[Extrait choisi]

De chevaux, de machos et de bisounours

Absolument convaincu que nos chers chevaux méritent le plus souvent notre admiration, notre amour et nos récompenses, tant ils font d’efforts pour nous donner satisfaction dans des demandes qui relèvent pour la plupart de nos désirs personnels et n’ont rien à voir avec les leurs, je m’interroge cependant sur la façon dont on leur manifeste cette reconnaissance.

Dans les épreuves sportives, on voit souvent cette manifestation sous la forme de tapes vigoureuses et bien viriles sur l’encolure, comme des échanges entre potes dans une soirée euphorique. Mais je ne suis pas persuadé que nos chevaux, même s’ils les tolèrent, comprennent bien cette façon très humaine et très « mâle » de s’exprimer de l’affection. Dans les troupeaux en liberté, on ne voit guère cette manifestation, même entre chevaux qui s’entendent parfaitement.

A l’inverse, et surtout chez les équitants sentimentaux et affectifs, on voit cette manifestation sous la forme de bisous sur le nez ou la tête ou l’encolure. Outre que ça vous met du poil plein la figure, surtout au printemps, ça ne ressemble pas non plus à du « parler cheval ».

[/Extrait choisi]
[Données fournies]

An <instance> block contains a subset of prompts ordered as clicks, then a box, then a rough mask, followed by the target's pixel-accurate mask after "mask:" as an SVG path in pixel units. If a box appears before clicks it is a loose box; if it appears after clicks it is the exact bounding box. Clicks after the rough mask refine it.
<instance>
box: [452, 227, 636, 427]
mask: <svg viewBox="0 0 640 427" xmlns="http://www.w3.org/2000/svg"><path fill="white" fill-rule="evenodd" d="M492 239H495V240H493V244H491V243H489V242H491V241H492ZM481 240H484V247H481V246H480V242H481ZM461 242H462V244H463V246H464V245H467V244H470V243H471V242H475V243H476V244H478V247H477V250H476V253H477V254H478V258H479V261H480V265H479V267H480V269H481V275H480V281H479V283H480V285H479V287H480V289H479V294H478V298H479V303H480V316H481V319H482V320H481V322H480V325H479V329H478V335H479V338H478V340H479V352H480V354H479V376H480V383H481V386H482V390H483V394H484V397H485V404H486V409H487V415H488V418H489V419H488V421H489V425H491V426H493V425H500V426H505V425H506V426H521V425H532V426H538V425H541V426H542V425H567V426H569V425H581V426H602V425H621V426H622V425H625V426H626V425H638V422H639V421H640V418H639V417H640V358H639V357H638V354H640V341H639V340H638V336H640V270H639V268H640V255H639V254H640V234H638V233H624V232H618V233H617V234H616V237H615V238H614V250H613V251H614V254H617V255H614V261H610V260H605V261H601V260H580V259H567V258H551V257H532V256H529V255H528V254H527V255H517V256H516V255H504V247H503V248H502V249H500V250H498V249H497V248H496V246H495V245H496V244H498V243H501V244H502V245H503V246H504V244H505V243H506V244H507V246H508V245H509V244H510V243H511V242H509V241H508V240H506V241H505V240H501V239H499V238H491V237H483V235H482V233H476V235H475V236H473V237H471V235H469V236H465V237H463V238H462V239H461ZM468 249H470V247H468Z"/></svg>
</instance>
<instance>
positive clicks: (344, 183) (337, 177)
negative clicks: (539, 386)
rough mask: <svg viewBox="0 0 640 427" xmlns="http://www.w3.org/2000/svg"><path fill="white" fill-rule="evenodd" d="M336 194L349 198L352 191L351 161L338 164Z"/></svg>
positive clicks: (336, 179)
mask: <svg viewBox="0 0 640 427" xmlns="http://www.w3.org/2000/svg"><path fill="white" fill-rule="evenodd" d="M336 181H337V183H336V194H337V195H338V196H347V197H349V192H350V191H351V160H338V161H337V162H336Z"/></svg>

[/Données fournies]

▸ **Mise en pratique**:
**A)** Répondez à chacune des questions suivantes d'après l'extrait sur les chevaux, en donnant une réponse par ligne.
(i) Sous quelle forme voit-on souvent la manifestation de reconnaissance dans les épreuves sportives ?
(ii) Chez quels équitants voit-on surtout les bisous ?
(iii) À quelle saison les bisous mettent-ils surtout du poil plein la figure ?
**B)** Énumérez toutes les parties du corps du cheval sur lesquelles, selon l'extrait, on donne des bisous.
**C)** Réécrivez plus brièvement le paragraphe de l'extrait qui commence par « Dans les épreuves sportives » en conservant ses faits principaux.

▸ **Corrigé des exercices**:
**A)**
(i) Sous la forme de tapes vigoureuses et bien viriles sur l'encolure.
(ii) Chez les équitants sentimentaux et affectifs.
(iii) Au printemps.

**B)** Le nez, la tête, l'encolure.

**C)** Dans les épreuves sportives, on manifeste souvent sa reconnaissance par des tapes vigoureuses et viriles sur l'encolure, comme entre potes lors d'une soirée euphorique. L'auteur doute que les chevaux comprennent cette façon très humaine et très « mâle » d'exprimer de l'affection, même s'ils la tolèrent. Dans les troupeaux en liberté, on ne la voit guère, même entre chevaux qui s'entendent parfaitement.